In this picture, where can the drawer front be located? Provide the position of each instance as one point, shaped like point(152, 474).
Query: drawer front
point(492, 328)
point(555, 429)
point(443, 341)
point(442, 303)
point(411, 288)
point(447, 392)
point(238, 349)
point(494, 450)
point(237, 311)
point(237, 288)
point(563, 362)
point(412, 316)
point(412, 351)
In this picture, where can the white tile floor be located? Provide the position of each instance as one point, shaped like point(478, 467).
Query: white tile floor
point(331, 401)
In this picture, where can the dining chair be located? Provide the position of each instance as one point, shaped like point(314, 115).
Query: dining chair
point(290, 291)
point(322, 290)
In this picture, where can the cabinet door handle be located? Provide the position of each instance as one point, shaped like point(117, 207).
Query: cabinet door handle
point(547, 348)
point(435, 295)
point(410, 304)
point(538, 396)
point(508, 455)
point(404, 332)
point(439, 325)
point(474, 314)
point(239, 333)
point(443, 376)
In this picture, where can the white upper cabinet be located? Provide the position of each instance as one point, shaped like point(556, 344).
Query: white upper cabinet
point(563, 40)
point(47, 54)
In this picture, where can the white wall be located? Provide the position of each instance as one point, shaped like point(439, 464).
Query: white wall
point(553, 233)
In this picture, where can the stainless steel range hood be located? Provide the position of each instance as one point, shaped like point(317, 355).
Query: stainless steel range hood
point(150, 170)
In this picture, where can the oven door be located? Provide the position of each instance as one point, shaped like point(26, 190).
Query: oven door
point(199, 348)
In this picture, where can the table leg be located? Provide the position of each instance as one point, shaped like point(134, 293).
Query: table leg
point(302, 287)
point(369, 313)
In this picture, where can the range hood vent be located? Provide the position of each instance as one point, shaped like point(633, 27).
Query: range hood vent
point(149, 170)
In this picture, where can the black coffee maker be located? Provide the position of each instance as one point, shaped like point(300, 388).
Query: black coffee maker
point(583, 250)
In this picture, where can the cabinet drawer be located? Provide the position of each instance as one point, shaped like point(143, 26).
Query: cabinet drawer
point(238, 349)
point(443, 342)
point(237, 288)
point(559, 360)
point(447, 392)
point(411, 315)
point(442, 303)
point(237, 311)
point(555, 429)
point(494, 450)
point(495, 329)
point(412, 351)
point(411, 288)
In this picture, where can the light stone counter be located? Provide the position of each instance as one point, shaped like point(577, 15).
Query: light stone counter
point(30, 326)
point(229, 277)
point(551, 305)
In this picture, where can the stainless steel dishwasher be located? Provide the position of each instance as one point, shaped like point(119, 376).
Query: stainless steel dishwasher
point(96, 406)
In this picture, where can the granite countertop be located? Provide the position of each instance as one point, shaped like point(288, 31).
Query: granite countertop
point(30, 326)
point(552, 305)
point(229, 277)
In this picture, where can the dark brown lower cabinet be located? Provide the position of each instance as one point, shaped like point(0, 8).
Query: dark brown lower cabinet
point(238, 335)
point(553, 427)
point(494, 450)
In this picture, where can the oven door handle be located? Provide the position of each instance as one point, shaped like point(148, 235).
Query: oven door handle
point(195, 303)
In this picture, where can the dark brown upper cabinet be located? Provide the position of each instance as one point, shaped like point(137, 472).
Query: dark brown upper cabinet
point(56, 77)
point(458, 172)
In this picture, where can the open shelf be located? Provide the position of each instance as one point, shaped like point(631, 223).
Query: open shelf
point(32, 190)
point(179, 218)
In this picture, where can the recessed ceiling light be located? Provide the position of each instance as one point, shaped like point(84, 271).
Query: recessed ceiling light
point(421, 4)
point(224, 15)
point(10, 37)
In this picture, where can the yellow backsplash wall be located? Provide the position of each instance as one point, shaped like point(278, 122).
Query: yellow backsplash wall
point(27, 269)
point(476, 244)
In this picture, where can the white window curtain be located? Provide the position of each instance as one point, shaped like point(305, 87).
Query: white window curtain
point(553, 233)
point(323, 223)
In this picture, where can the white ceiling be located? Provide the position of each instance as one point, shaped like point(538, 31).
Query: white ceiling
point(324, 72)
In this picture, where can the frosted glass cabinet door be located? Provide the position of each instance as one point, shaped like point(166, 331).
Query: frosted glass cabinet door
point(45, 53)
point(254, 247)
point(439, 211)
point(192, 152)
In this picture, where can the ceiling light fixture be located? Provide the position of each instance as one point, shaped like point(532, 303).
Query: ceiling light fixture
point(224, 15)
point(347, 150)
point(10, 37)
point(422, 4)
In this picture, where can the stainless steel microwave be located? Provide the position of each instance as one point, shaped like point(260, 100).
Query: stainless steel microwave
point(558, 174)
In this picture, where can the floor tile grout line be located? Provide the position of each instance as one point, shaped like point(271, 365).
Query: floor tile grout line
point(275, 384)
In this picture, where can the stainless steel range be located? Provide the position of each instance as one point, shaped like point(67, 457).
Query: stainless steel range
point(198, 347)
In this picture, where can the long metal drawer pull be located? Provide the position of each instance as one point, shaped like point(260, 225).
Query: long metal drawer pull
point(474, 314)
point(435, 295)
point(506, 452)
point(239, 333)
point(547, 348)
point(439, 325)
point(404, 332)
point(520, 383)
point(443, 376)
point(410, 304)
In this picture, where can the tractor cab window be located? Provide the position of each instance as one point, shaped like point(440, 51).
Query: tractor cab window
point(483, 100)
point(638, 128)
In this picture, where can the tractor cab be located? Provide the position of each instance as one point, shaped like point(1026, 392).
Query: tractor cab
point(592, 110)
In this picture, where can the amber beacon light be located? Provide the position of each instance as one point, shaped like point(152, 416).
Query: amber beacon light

============================================================

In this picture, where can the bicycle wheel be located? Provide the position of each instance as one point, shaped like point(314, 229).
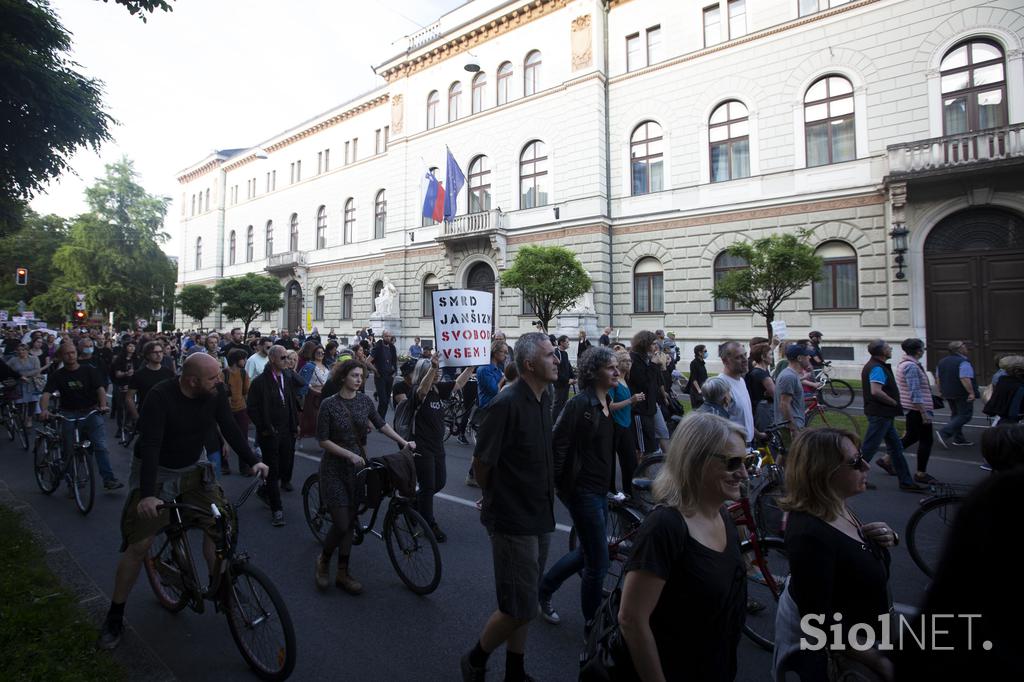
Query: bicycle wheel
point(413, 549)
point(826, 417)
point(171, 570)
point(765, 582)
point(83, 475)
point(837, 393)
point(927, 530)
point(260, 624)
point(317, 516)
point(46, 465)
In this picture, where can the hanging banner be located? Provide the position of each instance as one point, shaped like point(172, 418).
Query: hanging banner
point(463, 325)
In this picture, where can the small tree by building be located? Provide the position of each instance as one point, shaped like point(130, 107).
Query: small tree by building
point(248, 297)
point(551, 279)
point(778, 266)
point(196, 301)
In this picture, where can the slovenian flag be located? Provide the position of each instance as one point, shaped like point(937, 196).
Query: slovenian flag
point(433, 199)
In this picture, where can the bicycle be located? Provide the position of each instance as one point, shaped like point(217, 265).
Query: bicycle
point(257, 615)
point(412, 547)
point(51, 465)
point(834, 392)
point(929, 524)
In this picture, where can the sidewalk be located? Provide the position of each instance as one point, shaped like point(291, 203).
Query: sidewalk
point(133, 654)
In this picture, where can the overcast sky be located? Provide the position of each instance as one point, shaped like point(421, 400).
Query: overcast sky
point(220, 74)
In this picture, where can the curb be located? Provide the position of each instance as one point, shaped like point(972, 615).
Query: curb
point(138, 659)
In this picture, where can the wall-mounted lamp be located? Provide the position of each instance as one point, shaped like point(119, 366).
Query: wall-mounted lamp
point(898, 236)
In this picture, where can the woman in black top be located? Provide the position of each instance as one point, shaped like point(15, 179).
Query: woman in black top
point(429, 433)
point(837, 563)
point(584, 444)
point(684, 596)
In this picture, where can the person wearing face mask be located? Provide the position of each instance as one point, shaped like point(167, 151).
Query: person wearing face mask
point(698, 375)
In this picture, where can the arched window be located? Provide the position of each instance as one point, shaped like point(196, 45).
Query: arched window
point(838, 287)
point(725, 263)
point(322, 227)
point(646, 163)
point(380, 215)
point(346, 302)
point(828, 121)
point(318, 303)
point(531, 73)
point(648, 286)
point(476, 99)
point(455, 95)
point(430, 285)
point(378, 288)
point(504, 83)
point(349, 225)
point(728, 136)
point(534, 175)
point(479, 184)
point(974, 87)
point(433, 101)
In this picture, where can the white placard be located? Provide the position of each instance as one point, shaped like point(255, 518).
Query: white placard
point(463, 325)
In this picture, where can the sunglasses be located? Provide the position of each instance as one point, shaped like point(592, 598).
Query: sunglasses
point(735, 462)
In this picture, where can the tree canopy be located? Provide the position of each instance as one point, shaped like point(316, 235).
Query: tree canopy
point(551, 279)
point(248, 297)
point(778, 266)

============================================================

[To do] From the material above, pick out every line that contains the word "dishwasher" and reproduce each one in full.

[Exercise response]
In this picture, where can the stainless steel dishwasher be located? Provide the position of each instance as one point, shaped like point(119, 376).
Query: stainless steel dishwasher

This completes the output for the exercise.